Data extract:
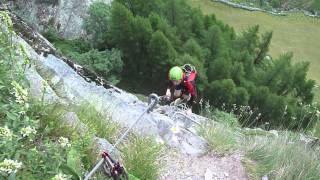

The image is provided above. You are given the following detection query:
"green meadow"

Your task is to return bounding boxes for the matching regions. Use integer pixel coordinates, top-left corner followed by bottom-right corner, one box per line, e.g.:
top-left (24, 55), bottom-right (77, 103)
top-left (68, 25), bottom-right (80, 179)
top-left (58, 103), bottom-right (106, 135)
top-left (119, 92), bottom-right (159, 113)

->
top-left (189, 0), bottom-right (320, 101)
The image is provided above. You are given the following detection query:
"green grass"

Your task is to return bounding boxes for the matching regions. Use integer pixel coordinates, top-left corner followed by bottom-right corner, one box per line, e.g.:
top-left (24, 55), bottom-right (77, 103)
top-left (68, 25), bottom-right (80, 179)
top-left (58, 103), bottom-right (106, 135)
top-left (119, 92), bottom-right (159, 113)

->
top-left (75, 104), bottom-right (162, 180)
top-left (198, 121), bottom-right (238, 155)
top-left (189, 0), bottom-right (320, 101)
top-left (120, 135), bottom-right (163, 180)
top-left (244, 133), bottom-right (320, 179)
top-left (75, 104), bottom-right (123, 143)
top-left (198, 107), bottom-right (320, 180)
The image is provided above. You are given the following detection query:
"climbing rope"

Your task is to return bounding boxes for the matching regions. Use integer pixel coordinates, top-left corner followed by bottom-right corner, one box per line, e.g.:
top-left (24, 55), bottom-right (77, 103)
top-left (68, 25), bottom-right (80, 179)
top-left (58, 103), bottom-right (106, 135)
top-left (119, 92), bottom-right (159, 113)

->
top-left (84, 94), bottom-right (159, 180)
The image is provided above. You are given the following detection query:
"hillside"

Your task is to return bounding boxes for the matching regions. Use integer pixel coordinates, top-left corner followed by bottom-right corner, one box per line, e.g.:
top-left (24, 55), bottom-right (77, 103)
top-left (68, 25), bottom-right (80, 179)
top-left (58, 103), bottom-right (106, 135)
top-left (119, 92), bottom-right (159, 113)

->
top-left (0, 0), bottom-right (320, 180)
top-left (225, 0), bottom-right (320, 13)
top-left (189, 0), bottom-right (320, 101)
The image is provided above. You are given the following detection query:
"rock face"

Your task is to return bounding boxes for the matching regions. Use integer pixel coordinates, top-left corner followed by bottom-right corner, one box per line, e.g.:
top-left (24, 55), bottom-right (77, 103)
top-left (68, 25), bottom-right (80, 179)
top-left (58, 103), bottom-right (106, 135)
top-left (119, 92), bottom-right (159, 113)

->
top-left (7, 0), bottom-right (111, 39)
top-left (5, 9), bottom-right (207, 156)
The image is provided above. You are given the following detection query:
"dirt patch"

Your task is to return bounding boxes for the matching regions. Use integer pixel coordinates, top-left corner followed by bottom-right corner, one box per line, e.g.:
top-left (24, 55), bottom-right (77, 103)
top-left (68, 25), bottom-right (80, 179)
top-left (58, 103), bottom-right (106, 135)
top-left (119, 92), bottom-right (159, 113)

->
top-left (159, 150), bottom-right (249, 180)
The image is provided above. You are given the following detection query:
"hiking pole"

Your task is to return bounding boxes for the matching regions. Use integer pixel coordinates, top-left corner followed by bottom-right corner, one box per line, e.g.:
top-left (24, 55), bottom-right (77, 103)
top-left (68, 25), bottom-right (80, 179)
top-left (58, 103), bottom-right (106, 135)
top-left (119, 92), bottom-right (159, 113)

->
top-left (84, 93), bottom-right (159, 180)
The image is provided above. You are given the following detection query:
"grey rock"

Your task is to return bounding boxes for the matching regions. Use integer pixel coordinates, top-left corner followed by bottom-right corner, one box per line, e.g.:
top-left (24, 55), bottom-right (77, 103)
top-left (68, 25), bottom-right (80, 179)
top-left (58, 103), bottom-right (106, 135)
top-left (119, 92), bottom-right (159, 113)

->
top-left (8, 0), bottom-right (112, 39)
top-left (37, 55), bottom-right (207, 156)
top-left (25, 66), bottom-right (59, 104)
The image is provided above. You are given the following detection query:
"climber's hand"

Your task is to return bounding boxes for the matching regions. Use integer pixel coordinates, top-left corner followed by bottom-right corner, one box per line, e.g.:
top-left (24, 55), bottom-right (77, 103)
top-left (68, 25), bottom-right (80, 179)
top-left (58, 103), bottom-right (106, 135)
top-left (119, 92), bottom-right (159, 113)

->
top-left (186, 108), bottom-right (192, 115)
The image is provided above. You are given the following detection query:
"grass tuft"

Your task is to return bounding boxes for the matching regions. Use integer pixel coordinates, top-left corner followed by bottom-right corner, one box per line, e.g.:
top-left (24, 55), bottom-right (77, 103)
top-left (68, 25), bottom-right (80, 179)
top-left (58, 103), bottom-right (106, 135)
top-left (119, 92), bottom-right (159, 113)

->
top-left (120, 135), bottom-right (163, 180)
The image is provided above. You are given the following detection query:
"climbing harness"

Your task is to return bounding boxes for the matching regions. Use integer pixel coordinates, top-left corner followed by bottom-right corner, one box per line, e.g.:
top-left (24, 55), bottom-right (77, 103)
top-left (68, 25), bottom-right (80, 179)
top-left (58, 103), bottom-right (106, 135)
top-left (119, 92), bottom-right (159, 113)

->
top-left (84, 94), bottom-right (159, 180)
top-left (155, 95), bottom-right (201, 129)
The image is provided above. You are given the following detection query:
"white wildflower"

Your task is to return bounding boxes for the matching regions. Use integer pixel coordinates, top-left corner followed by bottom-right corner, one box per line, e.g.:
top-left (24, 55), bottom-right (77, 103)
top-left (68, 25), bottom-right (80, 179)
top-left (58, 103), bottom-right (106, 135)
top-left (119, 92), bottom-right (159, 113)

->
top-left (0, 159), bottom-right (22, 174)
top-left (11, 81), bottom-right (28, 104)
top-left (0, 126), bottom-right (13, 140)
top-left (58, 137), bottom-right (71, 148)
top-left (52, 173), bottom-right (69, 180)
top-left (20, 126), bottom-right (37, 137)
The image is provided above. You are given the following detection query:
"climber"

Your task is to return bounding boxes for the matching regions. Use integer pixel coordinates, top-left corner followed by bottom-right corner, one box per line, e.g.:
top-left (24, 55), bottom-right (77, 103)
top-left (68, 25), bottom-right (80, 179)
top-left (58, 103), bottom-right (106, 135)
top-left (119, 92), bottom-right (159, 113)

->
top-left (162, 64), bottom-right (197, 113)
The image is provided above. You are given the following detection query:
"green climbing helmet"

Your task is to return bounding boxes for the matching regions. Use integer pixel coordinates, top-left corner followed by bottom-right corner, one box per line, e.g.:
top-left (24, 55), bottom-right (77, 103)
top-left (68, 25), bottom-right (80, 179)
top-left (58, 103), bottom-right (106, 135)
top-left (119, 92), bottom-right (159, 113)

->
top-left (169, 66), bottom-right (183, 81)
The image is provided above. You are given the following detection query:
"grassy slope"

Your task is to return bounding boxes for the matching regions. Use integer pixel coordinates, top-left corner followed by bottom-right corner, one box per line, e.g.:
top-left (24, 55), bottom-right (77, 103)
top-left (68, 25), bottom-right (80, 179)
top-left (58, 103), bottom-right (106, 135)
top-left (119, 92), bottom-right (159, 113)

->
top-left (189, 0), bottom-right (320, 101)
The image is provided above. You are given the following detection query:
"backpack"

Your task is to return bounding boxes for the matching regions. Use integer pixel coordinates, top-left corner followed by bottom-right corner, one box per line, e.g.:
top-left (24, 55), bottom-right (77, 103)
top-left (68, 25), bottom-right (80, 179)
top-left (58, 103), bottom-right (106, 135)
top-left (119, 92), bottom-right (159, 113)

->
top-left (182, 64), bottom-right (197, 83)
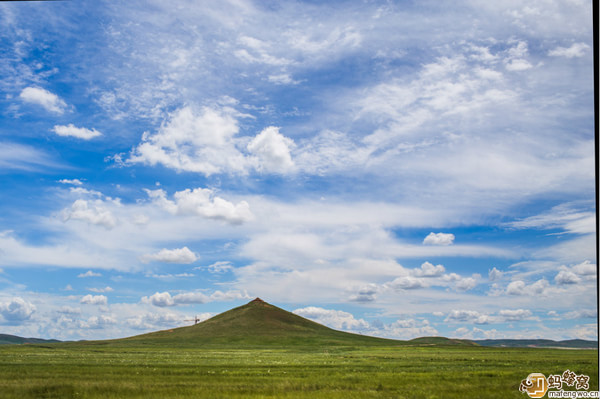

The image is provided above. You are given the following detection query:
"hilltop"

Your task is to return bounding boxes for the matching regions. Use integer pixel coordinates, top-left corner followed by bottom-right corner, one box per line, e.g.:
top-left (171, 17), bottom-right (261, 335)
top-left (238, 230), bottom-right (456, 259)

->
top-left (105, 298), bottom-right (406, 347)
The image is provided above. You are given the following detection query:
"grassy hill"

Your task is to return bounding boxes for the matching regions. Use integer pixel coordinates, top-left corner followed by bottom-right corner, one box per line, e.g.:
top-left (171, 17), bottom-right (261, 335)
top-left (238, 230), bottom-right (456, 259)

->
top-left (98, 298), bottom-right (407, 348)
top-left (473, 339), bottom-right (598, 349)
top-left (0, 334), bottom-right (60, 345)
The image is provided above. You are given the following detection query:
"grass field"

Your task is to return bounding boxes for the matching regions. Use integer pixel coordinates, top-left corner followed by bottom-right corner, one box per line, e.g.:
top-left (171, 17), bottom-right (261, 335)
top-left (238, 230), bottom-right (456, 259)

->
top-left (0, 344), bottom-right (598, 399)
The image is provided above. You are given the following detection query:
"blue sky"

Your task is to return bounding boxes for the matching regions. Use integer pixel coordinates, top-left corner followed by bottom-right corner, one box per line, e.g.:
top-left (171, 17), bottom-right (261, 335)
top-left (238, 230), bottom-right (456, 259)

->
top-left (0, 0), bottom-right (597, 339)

Work to do: Return every line in the rows above that contains the word "climbing".

The output:
"climbing rope"
"climbing harness"
"green climbing helmet"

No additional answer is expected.